▶ [Tasks for this exercise]:
**a.** Copy the ferry thread from the words "If you want" through "some interesting returns.", switching "search" to "site search".
**b.** Pick up the ferry thread after its last sentence and keep writing.

# Cheapest Ticket



## philmccann (Jun 14, 2005)

Hi there

Thinking of disappearing for a few months from October.
Looking to need from Portsmouth to Bilbao (or similar).

Question is : what is the cheapest option?

Mine is 7.2 x 4.0m

Quote from Brittany is £840.

Seems a b it steep.

Any advice would be welcome.

Thx

Phil


----------



## DJP (May 9, 2005)

Seems about right. We are doing Portsmouth to Santander end of November. 8.9mtrs and 3.2 mtrs quoted £459 out £509 back. Then got a quote from C&CC £430 out and £459 back. Only other option is Dover- Calais and drive, risking the weather. Estimated cost with some tolls and diesel about the same. A lot less stressful and no wear and tear on the van plus 2 cruises included!


----------



## teemyob (Nov 22, 2005)

*Ferry*

Hello,

We use that route at least once a year (used to use the POSL POB)

Have a look here

Driving through France January

Brittany Ferries Discounts

Santander Ferry or drive?

Toll Road v Ferry

I have only picked four, but there are lots of topics, many of which I have posted replies. There are arguments for and against and varying opinions.

The posts are fairly new so up-to-date.

If you want some more, the search does not work too well so, just type

"Bilbao and ferry"
"Sanatander and Ferry"

In and you might get some interesting returns.

If you need any help, just ask.

We used Brittany Ferries to go to Santander Last October/November by Car. Cap Finistere was fine on the outbound, The Ship Bretagne and it's clientele left a lot to be desired on the return.

We are booked to go in a couple of weeks with our Minbus to Bibao on Cap Finistere.

And again by motorhome in December to Bibao and return to Santander in January.

▶ [Entries from a point annotation set]:
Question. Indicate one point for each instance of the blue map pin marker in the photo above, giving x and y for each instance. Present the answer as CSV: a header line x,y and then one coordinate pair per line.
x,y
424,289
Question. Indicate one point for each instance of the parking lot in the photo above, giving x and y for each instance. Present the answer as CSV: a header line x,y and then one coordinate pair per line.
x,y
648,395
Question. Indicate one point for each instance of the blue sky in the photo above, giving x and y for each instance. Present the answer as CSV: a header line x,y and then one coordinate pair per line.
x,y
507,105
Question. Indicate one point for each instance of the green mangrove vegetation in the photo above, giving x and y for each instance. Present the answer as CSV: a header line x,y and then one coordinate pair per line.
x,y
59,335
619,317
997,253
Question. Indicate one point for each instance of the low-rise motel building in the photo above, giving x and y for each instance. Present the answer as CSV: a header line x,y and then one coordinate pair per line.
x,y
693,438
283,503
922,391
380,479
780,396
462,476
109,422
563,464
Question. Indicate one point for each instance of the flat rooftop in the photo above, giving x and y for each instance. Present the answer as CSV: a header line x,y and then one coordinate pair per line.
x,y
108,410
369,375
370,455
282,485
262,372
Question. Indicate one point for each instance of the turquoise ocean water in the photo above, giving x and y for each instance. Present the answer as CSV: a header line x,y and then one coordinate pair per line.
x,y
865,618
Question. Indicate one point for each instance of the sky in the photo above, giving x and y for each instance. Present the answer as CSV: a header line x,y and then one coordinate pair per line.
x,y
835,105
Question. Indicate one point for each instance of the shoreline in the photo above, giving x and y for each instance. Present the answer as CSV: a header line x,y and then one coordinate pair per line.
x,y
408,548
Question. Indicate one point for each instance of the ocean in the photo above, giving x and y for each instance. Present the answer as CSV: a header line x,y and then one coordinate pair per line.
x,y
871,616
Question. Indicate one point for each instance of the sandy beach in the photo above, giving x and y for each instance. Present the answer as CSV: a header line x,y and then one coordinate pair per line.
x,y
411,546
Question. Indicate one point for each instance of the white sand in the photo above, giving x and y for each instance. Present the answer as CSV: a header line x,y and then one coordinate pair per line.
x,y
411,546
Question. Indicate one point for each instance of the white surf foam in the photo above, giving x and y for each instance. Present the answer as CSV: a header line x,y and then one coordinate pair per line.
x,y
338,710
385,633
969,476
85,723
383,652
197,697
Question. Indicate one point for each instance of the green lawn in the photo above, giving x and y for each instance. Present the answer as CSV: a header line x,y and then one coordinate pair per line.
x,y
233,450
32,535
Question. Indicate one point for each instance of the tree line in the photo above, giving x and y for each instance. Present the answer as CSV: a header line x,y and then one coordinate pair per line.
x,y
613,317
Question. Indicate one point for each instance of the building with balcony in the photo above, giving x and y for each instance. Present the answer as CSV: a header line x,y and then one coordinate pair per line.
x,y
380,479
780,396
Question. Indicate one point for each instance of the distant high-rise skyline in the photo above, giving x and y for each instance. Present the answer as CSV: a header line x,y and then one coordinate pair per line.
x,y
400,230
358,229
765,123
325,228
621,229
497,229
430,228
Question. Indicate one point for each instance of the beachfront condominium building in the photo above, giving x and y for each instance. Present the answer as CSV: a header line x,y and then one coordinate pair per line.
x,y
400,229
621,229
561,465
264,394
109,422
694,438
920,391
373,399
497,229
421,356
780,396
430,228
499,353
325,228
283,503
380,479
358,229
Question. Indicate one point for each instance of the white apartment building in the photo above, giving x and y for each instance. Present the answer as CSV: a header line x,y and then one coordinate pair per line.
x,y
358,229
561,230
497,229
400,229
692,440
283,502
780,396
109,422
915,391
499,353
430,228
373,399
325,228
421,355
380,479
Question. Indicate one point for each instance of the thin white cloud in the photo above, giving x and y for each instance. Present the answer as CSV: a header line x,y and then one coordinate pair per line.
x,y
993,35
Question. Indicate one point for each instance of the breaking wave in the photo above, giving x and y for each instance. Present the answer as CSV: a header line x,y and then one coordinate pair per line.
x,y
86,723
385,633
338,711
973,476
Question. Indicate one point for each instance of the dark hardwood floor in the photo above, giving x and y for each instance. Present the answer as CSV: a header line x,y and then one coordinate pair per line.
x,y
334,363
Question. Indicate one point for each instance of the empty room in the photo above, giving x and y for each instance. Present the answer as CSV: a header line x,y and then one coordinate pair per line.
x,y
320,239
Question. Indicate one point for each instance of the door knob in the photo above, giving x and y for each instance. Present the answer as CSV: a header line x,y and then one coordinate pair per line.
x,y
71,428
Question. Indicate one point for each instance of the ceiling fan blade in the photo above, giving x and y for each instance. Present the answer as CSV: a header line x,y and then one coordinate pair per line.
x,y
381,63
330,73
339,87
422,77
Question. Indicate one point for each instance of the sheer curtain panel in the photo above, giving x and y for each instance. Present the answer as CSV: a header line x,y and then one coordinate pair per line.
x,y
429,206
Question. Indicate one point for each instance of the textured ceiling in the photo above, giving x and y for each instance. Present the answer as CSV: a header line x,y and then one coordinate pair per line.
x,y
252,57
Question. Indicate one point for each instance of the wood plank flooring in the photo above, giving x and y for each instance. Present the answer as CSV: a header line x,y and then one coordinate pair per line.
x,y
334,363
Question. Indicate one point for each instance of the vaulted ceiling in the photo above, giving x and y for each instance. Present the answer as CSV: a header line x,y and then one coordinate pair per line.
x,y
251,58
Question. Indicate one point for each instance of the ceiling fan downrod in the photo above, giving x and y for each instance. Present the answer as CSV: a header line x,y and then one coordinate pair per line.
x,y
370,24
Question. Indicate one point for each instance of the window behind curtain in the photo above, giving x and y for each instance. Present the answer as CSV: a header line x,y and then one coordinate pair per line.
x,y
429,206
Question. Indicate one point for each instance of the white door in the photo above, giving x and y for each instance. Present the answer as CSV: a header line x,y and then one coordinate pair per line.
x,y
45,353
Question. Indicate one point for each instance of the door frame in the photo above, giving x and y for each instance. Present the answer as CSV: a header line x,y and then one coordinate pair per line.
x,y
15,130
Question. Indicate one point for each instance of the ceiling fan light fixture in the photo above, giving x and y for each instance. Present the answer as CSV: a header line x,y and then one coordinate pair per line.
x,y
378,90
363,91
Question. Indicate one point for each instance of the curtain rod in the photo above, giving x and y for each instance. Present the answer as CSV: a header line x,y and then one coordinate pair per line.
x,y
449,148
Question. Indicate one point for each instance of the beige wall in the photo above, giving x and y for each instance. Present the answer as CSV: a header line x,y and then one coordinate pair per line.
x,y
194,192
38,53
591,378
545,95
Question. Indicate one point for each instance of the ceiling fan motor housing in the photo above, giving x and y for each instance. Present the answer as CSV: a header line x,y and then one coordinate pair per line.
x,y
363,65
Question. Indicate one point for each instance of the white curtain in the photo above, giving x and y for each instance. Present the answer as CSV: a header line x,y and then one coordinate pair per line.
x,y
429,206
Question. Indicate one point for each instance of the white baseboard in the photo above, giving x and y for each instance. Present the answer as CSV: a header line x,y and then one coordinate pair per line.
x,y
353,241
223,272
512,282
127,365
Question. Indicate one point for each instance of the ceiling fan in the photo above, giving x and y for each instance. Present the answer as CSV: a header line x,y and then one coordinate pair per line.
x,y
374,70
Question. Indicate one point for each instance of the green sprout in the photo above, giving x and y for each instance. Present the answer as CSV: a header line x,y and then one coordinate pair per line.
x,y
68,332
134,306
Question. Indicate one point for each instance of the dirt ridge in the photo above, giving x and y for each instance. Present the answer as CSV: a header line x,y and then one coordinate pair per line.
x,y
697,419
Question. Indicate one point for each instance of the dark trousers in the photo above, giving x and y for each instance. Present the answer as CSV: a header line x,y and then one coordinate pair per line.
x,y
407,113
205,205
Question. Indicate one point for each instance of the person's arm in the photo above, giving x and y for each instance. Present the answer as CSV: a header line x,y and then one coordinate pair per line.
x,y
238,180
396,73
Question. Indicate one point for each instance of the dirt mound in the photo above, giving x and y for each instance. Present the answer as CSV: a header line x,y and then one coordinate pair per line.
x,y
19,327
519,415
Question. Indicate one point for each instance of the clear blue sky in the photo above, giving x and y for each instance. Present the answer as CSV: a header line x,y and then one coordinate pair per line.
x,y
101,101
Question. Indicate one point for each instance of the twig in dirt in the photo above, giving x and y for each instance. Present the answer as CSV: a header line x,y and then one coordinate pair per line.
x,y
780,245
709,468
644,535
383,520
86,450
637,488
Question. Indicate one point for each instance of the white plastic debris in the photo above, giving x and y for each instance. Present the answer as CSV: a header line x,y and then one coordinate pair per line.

▶ [Results of the exercise]:
**a.**
If you want some more, the site search does not work too well so, just type

"Bilbao and ferry"
"Sanatander and Ferry"

In and you might get some interesting returns.

**b.**
Best way for us.

TM

PS: Be careful if you are a Smoker mind!


----------



## Tomw (Mar 3, 2011)

There are plenty of comparison sites (listed below) about for finding the cheapest ticket. I've heard that Santander is a good port to use into Spain, particularly for coastal towns - and there are roadworks apparently which Santander avoids!

Comparison sites:
Ferry to Spain with AFerry.co.uk
Ferry to Spain with Ferrysavers
Ferry to Spain with AnyFerry


----------



## Spacerunner (Mar 18, 2006)

We live 10 minutes drive from Portsmouth's ferry port but still think its worth driving to Dover to get a cheaper crossing to France.

Then enjoy a leisurely drive down south.

Last year cost us £65 return.


----------



## caulkhead (Jul 25, 2007)

Hi there,

Personally I cannot reccommend Brittany Ferries Pompey to Santander highly enough. We have recently been out and back on the Pont Aven and although yes, it is expensive, we thoroughly enjoyed the experience. We found the standard of service to be very good, the cabins were comfortable and the food and drink very good value. If I ever have the need to get to Northern Spain again I would not hesitate to use Brittany Ferries. We travelled out on Aug 30th and back on Sept 5th (a short trip for a family wedding) 1 Car, 4 People, 2 Cabins in each direction, total cost £980, but in our opinion worth every penny!!!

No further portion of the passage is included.